> [Goal]: Can you copy out, word for word, the lines in the records below, starting with the line that contains "Target = woman in purple top" and continuing through the end of the records?

> [Records]:
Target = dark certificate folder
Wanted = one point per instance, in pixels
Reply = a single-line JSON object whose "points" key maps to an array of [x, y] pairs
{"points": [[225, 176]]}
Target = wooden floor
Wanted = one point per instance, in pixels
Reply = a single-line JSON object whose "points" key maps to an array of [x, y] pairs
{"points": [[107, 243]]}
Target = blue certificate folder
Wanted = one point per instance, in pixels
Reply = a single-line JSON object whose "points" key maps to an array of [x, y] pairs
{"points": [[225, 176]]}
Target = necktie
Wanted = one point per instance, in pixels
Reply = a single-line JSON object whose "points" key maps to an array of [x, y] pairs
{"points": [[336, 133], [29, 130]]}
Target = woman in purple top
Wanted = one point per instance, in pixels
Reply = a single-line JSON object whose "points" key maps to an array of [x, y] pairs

> [Written response]:
Target = woman in purple top
Wanted = one point per instance, in pixels
Reply = a single-line JSON object whose "points" key maps to an array of [x, y] pairs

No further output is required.